Dados:

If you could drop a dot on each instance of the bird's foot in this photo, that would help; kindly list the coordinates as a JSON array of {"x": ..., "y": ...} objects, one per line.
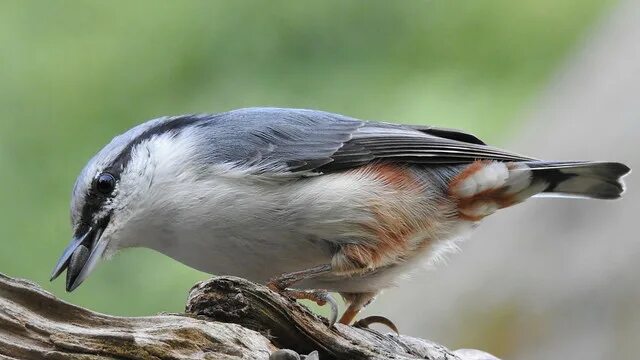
[
  {"x": 320, "y": 297},
  {"x": 365, "y": 322}
]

Detalhes do exercício:
Coloque as linhas dos dados acima em uma lista JSON de strings, uma string por linha e sem as linhas em branco. Deixe as imagens de fora.

Resultado do exercício:
[
  "If you could drop a dot on each instance of the bird's foot in this photo, that would help; kindly list the coordinates as a JSON array of {\"x\": ..., \"y\": ...} objects, one per line.",
  "[",
  "  {\"x\": 320, \"y\": 297},",
  "  {\"x\": 365, \"y\": 322}",
  "]"
]